GOAL OF THE EXERCISE
Drop the pictures, then extract the listing word for word.
[[ EXERCISE INPUT open ]]
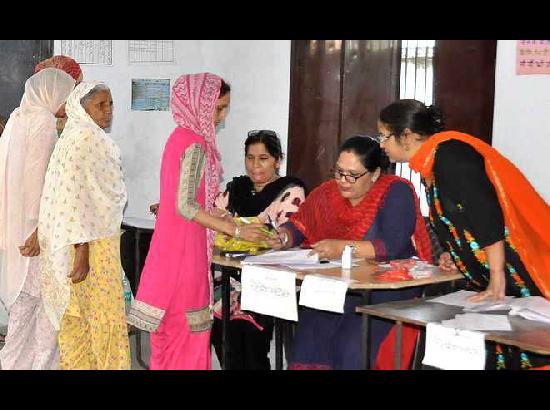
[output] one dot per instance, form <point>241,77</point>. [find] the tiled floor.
<point>215,362</point>
<point>145,353</point>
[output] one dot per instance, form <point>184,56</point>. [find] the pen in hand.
<point>275,229</point>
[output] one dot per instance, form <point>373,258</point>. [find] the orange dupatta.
<point>526,213</point>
[[ EXERCISE INPUT closed ]]
OUTPUT
[output] one dot per instance, form <point>241,77</point>. [find] the tiled floor.
<point>215,362</point>
<point>145,353</point>
[output] one dot per instance, form <point>184,56</point>. [find] the pen in hand.
<point>275,229</point>
[output] one dot per instance, form <point>373,258</point>. [find] the orange dupatta.
<point>526,213</point>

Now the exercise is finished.